- **DOCUMENT**:
════
What is the matter? Does this upset you? And what is the matter? What is at hand? What is it that matters here? In particular, what does matter matter here? Who matters? And who matters?

One of the matters here is earth: clods of it, islands of it, entire continents of it. But that is not the matter. Although these clumps of matter are certainly at hand, they are not what matters here. According to the practice of metaphor, what is given directly is not the subject matter. As if to confirm this, the very first phrase tells us that no man is an island: there is to be no confusion between men and islands; no mistaking the one for the other. The subject (matter) is subject to the subject matter.

But without this matter (clods of dirt, earth raised up into mounds and promontories, islands and continents) the matter (whatever it is that really matters here) remains unspoken, unwritten, unthought. What is the relationship between matter and thinking? Between clods, promontories, islands, continents, and the matter to which our attention is being drawn? A thought is written thing, a recorded thing, a thing heard and repeated, a thing constructed. Mere thoughts, entirely private ideas, may exist, but they certainly don’t matter, except possibly to God.

The word ‘matter’ has several senses, some of which we have already tested here. There is physical matter (something is matter). There is the significance or importance of something (something matters). There is a state of affairs (something is a matter which concerns us); and this state of affairs can be a problem (we might ask what the matter is). If we were to hazard a definition for architecture (which is the underlying matter of these brief thoughts), we could do worse than to suggest it is a practice of mattering, in all these senses.

Let us set this matter aside temporarily and turn to another matter, specifically the subject matter of the statement with which we began.

Immediately it will be seen that it is not a matter of what, but of who. Who is it that matters, and who is it that matters to me? A corpse: a person-become-matter, who-become-what. John Donne (although his name probably doesn’t matter) is listening to the sound of a bell announcing another plague death in London. For whom does the bell toll? Who does the bell concern? Who is the subject matter of the bell?

Donne himself is ill at the time, but it is not the matter of the individual that concerns him or the bell. Rather it is the matter of the collective, the matter which is collectively given the name ‘Mankinde‘. Collectivity is the subject. It is what matters here (although, as we have noted, it is the earthy matter that enables collectivity to matter in this piece of Donne’s writing). The point to which these matters (the subject matter and the earthy matter) are brought is that a collective is not a grouping but a massing which can occur at any scale.
════
- **RECORD LIST**:

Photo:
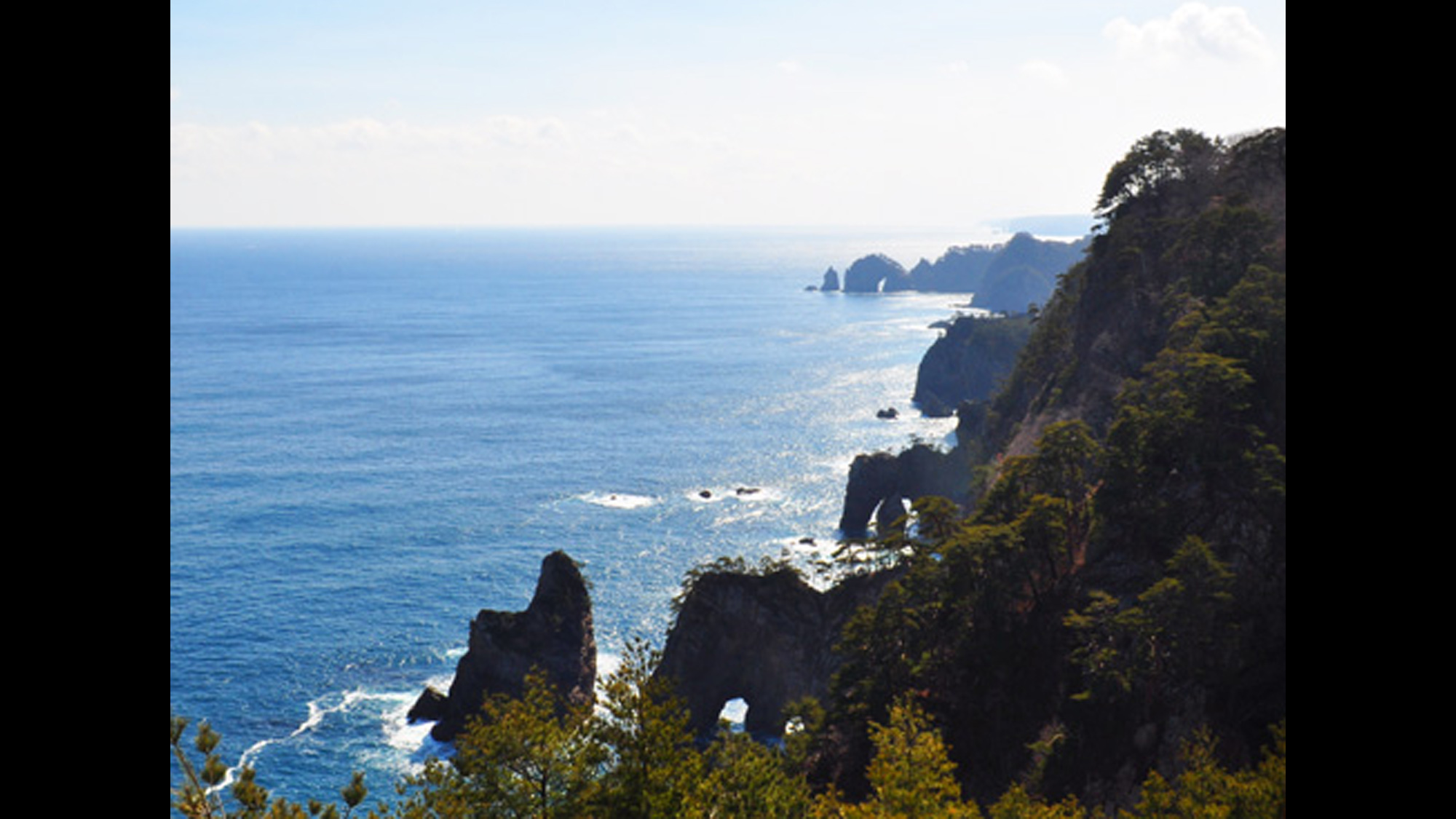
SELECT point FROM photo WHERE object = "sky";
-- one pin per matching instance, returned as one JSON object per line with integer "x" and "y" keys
{"x": 784, "y": 113}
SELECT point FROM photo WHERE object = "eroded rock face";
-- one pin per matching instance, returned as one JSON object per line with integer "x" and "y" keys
{"x": 554, "y": 633}
{"x": 885, "y": 483}
{"x": 767, "y": 638}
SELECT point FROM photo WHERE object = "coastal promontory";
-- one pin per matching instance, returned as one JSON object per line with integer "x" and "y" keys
{"x": 554, "y": 633}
════
- **BRIEF A**:
Render this sentence from the essay on matter into Spanish: "What is the relationship between matter and thinking?"
- **BRIEF B**:
According to the essay on matter, what sound is John Donne listening to?
The rows are not needed for the tasks.

- **EXERCISE SOLUTION A**:
¿Cuál es la relación entre la materia y el pensamiento?

- **EXERCISE SOLUTION B**:
He is listening to a bell announcing another plague death in London.